• BRIEF: Please copy the listing word for word, from its first line through the line that contains "positive clicks: (164, 203) (165, 206)", with that line included.

Stored data entries:

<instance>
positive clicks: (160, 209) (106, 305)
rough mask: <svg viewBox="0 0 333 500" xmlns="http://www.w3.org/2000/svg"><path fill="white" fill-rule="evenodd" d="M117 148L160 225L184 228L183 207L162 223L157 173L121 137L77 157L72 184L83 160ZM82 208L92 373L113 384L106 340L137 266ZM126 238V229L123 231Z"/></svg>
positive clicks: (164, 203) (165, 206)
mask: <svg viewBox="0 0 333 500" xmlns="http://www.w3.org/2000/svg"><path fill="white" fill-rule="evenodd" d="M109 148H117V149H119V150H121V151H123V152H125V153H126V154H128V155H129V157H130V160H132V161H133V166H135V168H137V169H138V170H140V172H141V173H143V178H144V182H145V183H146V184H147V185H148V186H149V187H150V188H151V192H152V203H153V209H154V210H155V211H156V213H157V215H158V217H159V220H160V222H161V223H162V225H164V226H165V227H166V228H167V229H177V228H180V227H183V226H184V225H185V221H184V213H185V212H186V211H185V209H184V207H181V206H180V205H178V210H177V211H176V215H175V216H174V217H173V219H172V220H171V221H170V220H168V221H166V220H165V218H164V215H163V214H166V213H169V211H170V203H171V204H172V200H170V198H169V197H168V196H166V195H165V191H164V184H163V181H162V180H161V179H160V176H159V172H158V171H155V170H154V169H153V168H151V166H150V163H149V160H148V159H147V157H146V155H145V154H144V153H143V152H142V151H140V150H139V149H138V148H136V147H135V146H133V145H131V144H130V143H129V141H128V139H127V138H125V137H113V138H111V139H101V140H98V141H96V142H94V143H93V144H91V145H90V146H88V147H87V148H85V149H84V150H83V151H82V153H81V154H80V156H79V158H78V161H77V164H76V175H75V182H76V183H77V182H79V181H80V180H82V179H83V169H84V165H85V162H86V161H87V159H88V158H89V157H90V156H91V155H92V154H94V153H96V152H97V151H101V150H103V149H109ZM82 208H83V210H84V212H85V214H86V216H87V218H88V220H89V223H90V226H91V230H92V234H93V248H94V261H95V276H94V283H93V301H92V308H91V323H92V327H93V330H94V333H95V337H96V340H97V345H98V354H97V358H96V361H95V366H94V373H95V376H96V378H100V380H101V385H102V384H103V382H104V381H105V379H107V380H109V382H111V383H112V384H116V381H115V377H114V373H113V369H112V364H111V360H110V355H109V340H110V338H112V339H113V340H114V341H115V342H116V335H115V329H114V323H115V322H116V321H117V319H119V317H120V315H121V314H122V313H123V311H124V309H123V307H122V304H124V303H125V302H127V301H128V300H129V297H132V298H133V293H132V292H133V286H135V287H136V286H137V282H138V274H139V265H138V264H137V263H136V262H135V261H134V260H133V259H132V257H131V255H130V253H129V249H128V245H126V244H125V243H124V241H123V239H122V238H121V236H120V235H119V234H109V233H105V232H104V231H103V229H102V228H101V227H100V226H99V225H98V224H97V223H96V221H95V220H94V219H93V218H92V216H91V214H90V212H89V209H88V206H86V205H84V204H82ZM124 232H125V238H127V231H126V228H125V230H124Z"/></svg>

• RESULT BELOW:
<instance>
positive clicks: (160, 209) (106, 305)
rough mask: <svg viewBox="0 0 333 500" xmlns="http://www.w3.org/2000/svg"><path fill="white" fill-rule="evenodd" d="M117 148L160 225L184 228L183 207L162 223L157 173L121 137L77 157L72 184L83 160ZM82 208L92 373L113 384L106 340L137 266ZM126 238V229L123 231Z"/></svg>
positive clicks: (164, 203) (165, 206)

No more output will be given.